Print the data exactly, leaving nothing out.

- Point labeling dataset excerpts:
** Begin **

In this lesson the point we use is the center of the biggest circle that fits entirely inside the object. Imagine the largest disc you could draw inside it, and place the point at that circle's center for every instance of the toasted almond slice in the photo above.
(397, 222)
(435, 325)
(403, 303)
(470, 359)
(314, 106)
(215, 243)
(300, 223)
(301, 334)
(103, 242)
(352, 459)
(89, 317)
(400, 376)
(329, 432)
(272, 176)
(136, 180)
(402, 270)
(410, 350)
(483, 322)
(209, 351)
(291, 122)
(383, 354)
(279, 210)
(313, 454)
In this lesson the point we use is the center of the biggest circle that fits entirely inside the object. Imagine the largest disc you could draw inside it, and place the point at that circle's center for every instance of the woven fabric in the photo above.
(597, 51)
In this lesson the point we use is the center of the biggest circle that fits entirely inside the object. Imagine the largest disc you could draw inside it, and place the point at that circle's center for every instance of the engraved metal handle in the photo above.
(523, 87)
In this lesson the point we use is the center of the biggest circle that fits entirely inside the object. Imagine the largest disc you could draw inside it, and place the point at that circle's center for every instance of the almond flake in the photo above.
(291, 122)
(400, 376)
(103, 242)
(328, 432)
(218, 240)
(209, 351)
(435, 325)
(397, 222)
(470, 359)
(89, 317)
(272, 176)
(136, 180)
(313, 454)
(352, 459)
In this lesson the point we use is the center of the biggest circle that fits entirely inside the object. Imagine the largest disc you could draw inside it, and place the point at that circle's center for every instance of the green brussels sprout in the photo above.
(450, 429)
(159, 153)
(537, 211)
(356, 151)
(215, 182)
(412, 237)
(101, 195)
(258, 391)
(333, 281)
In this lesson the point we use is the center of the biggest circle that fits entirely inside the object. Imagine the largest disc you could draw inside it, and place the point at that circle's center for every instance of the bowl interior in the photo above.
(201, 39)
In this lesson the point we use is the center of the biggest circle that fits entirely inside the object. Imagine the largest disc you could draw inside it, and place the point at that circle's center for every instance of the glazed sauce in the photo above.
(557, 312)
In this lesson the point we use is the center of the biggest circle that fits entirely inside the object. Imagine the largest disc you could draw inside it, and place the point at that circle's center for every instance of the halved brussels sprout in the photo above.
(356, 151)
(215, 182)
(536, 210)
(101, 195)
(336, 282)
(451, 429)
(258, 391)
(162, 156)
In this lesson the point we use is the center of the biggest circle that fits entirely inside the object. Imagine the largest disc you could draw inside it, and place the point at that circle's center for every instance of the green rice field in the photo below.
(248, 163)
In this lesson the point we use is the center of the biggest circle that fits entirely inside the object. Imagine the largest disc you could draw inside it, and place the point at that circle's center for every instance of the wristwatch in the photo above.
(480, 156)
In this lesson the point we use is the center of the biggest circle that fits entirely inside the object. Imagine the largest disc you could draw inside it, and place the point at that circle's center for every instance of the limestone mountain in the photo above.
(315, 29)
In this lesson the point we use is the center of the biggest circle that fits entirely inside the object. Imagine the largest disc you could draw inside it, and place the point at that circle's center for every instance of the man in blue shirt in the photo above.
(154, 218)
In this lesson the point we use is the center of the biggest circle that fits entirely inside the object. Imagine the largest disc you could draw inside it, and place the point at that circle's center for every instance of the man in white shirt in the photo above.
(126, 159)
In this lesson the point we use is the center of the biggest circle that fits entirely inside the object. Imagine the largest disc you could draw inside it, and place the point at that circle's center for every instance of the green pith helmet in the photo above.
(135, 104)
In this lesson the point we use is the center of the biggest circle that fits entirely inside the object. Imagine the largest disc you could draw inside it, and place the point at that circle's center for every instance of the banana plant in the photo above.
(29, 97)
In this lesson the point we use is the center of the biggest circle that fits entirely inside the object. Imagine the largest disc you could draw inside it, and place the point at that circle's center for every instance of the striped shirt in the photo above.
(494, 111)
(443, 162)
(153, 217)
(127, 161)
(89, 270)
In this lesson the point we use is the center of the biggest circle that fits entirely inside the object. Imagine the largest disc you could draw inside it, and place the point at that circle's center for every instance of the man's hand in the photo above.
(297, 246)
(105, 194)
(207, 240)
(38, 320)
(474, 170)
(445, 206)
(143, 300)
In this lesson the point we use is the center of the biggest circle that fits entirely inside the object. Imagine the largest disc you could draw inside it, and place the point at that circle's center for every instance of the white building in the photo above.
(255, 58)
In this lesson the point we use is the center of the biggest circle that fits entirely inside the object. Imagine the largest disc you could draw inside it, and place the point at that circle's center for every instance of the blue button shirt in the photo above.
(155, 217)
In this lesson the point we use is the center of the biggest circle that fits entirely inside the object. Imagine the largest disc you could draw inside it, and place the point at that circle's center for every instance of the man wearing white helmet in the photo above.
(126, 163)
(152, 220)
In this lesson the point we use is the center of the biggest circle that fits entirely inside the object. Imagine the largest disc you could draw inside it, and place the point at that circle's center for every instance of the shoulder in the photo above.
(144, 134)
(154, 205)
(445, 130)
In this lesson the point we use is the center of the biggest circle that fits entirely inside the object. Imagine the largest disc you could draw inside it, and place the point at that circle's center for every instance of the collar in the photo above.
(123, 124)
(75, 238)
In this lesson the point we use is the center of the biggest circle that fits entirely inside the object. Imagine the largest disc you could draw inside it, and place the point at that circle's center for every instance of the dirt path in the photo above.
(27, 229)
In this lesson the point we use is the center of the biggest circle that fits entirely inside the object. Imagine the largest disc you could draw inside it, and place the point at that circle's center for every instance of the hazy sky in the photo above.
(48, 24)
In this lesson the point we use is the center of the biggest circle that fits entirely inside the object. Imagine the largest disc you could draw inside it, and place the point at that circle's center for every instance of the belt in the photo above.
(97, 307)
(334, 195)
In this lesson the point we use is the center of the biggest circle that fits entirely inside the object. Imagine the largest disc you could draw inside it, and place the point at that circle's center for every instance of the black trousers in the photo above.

** End **

- Expected answer:
In this lesson the point we use is the center of the biggest circle that fits entirely inside the object. Imagine the largest disc you could draw inside it, and place the point at that circle's center for every instance of the toasted almond slice in the photo above.
(397, 222)
(435, 325)
(403, 303)
(470, 359)
(314, 106)
(215, 243)
(300, 223)
(301, 334)
(103, 242)
(352, 459)
(89, 317)
(400, 376)
(329, 432)
(272, 176)
(136, 180)
(402, 270)
(410, 350)
(483, 322)
(209, 351)
(291, 122)
(383, 354)
(279, 210)
(313, 454)
In this lesson the point we use is the center of the biggest circle that fits entirely inside the object. Imagine the largest disc you could draw inside it, and place the point at that circle's center for every instance of the woven fabric in the photo above.
(597, 51)
In this lesson the point we use is the center of the biggest circle that fits entirely inside the object. Imagine the largest disc you could draw inside it, and place the point at that circle's center for every instance of the engraved metal handle in the photo above.
(523, 87)
In this lesson the point we use is the center of the biggest circle that fits entirely inside the object. Imagine the largest disc you could draw inside it, and place the point at that circle's center for every instance of the almond flake in the photo above.
(291, 122)
(400, 376)
(103, 242)
(328, 432)
(218, 240)
(209, 351)
(435, 325)
(397, 222)
(470, 359)
(89, 317)
(272, 176)
(136, 180)
(313, 454)
(352, 459)
In this lesson the point we use is the center of the biggest circle that fits entirely inside the object. Imagine the largest disc you could draw inside it, and place the point at that circle's center for every instance of the green brussels sprout in the photo above.
(450, 429)
(159, 153)
(537, 211)
(356, 151)
(215, 182)
(412, 237)
(101, 195)
(258, 391)
(333, 281)
In this lesson the point we use is the center of the biggest circle that fits entirely inside the object. Imagine the largest disc you could draw inside it, and place the point at that circle's center for every instance of the bowl interior in the photo above.
(201, 39)
In this lesson the point we use is the center of the biggest circle that fits entirely inside the object. Imagine the largest disc you could draw inside it, and place the point at that circle's center for every instance of the glazed sauce in the photo above.
(557, 312)
In this lesson the point we use is the center of the biggest circle that fits entirely inside the object. Imagine the largest disc you could draw inside it, and place the point at that circle's center for every instance of the halved brussels sprout in the photo above.
(356, 151)
(215, 182)
(536, 210)
(101, 195)
(336, 282)
(451, 429)
(258, 391)
(162, 156)
In this lesson the point we use is the center of the biggest circle that fits entirely inside the object. Imagine the largest disc you could draw inside it, and place the point at that circle's center for every instance of the green rice field in the photo below.
(248, 163)
In this lesson the point we use is the center of the biggest circle that fits entirely inside the object. Imagine the largest disc you could draw inside it, and place the point at that circle's center for every instance of the wristwatch in the photo above.
(480, 156)
In this lesson the point we use is the center of the biggest circle that fits entirely inside the object. Imagine the largest disc you could draw inside it, and place the point at that circle's center for every instance of the limestone mountain in the photo above.
(315, 29)
In this lesson the point we use is the center of the biggest circle that fits entirely inside the object. Imagine the largest disc you could draw inside it, and place the point at that circle's center for every instance of the man in blue shirt in the photo above.
(154, 218)
In this lesson the point we use is the center of the biggest circle that fits entirely inside the object. Imagine the largest disc you could draw inside it, and place the point at that circle's center for every instance of the man in white shirt in the photo above.
(126, 159)
In this lesson the point we use is the center of the biggest circle that fits entirely inside the object. Imagine the largest disc you could draw inside it, and place the point at that circle's center for every instance of the green pith helmet in the photo above.
(135, 104)
In this lesson the point we use is the center of the biggest circle that fits entirely inside the object. Imagine the largest disc you could draw inside it, and place the point at that circle's center for every instance of the banana plant in the photo above.
(29, 97)
In this lesson the point we use is the center of the biggest circle that fits entirely inside the object. Imagine the largest disc you could draw inside it, and place the point at that circle's center for every instance of the striped shirt in the photo above.
(494, 111)
(443, 162)
(153, 217)
(127, 161)
(89, 270)
In this lesson the point we use is the center of the biggest circle that fits entirely inside the object. Imagine the largest disc you could draw inside it, and place the point at that circle's center for every instance of the man's hand in the photo above.
(297, 246)
(105, 194)
(207, 240)
(38, 320)
(474, 170)
(445, 206)
(143, 300)
In this lesson the point we use is the center of the biggest circle that fits entirely inside the object. Imagine the largest disc you could draw inside it, and place the point at that circle's center for every instance of the white building in the photo above.
(255, 58)
In this lesson the point we use is the center of the biggest circle that fits entirely inside the object. Imagine the largest disc you could draw inside it, and place the point at that circle's center for every instance of the blue button shirt in the photo above.
(155, 217)
In this lesson the point we use is the center of the biggest circle that fits entirely inside the object. Imagine the largest disc you could draw inside it, and place the point at that circle's center for every instance of the man wearing white helmet in the photo above.
(126, 163)
(152, 220)
In this lesson the point we use is the center of the biggest circle that fits entirely inside the object. Imagine the largest disc you could draw inside it, and place the point at that circle's center for every instance of the shoulder in the photo above.
(144, 134)
(154, 205)
(445, 130)
In this lesson the point we use is the center of the biggest circle that fits entirely inside the object. Imagine the largest disc you could draw inside it, and place the point at that circle's center for every instance of the collar in the photo above.
(123, 124)
(75, 238)
In this lesson the point we use is the center of the biggest circle that fits entirely inside the object. Imagine the largest disc you could draw inside it, and place the point at that circle's center for every instance of the dirt path in the photo above.
(27, 229)
In this lesson the point we use is the center of the biggest circle that fits entirely inside the object. Imagine the largest disc you could draw inside it, and place the point at that circle's center for every instance of the hazy sky in the photo above.
(48, 24)
In this lesson the point we use is the center of the biggest circle that fits entirely inside the object. Imagine the largest disc you could draw inside it, and place the point at that circle's center for every instance of the belt in the photo above.
(97, 307)
(334, 195)
In this lesson the point we use is the center of the biggest circle that fits entirely inside the object. Imagine the largest disc you could draw inside it, and place the point at that circle's center for every instance of the black trousers in the photo above.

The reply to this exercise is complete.